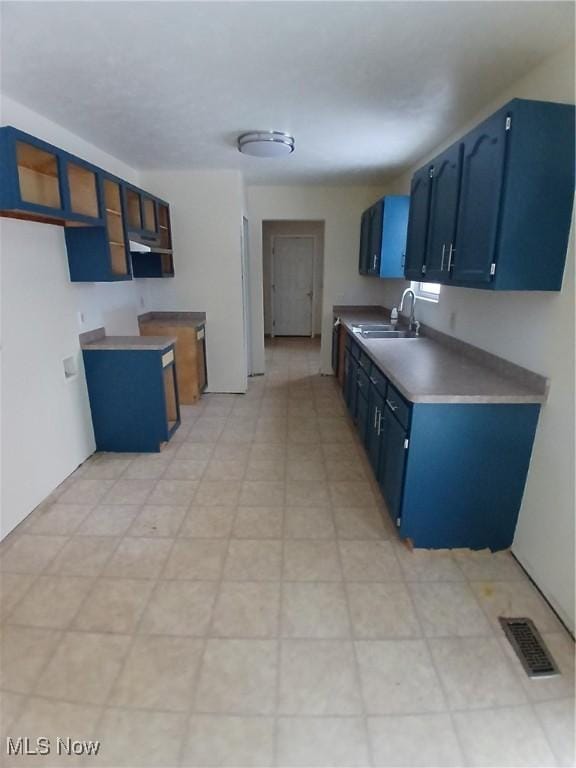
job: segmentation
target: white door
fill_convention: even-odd
[[[272,243],[272,333],[311,336],[313,237],[275,237]]]
[[[250,250],[248,247],[248,219],[242,217],[242,303],[244,310],[244,345],[246,347],[246,373],[252,375],[252,334],[250,328]]]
◇ ◇ ◇
= EXERCISE GOAL =
An exact repeat of the listing above, pictures excluded, is the answer.

= TASK RESULT =
job: segmentation
target: white door
fill_convention: even-odd
[[[272,243],[272,333],[311,336],[313,237],[275,237]]]
[[[250,250],[248,247],[248,219],[242,217],[242,303],[244,310],[244,345],[246,347],[246,373],[252,375],[252,334],[250,328]]]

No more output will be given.